■ Stated goal ■
Copy all of the records below, substituting "place one marker" for every occurrence of "set one pin" and keeping everything else the same.

━━━━━━━━━━

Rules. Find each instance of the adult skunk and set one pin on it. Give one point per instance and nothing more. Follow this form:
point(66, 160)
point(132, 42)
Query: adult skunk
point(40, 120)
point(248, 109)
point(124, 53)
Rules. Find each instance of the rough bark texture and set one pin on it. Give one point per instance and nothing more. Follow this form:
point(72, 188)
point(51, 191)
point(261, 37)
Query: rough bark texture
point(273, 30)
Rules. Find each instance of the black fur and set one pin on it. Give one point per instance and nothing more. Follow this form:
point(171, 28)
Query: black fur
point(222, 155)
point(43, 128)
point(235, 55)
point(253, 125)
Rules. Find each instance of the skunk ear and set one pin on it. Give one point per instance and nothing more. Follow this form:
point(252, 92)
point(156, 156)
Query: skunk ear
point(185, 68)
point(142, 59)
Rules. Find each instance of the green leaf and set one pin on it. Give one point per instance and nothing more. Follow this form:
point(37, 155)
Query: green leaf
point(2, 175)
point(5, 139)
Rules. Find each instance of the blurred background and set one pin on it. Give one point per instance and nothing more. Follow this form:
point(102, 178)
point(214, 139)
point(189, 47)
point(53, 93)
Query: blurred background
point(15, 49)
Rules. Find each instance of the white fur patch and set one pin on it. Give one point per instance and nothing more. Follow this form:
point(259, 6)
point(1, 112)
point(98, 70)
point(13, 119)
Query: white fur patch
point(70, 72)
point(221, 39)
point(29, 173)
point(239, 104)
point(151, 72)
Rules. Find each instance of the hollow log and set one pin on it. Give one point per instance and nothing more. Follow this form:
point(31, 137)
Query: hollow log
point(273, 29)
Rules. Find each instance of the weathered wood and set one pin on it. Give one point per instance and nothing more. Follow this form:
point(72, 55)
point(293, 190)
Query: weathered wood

━━━━━━━━━━

■ Result of the exercise ■
Rules. Find each instance of the adult skunk and place one marker on it. Give one point per instance and nothing more. Follow this form:
point(66, 160)
point(132, 42)
Query: adult skunk
point(40, 120)
point(248, 109)
point(124, 53)
Rules. Find each instance of the rough bark texture and place one marker on it. Give one point per instance and nothing more. Follow this form:
point(72, 188)
point(51, 191)
point(261, 37)
Query: rough bark texture
point(273, 30)
Rules. Find each instance of the black fur and place one marker on it. Give one point per instance and nothing more. Follow this form:
point(171, 28)
Query: black fur
point(222, 155)
point(43, 128)
point(235, 55)
point(253, 125)
Rules. Find each instance of the skunk ear and place one marker on it. Give one point per instance and nothing more. Follow this form:
point(252, 92)
point(156, 156)
Query: skunk ear
point(185, 68)
point(142, 59)
Rules. Find each instance of the green leaf and place one marker on it. Give one point per instance and nothing more. Follow this form:
point(37, 155)
Query: green leaf
point(2, 175)
point(5, 139)
Rules. Find each instance of the blurred background and place one marker on it. Give one point per instance and nothing more. Follow this form:
point(102, 178)
point(214, 139)
point(189, 47)
point(53, 93)
Query: blurred background
point(15, 49)
Rules. Find each instance of the white fur patch and place one marker on it. Give one point per instance and nothing more. Follow this form:
point(259, 6)
point(1, 112)
point(98, 70)
point(13, 119)
Query: white fur patch
point(70, 72)
point(221, 39)
point(29, 173)
point(239, 104)
point(151, 72)
Rules. Find each instance of the hollow log and place one marker on it. Give one point per instance and nothing more. Follow this form:
point(31, 137)
Query: hollow log
point(273, 29)
Rules. Find each instance of the weathered wood and place one marker on it. Give one point per instance and nothing more. Follow this form:
point(72, 55)
point(293, 190)
Query: weathered wood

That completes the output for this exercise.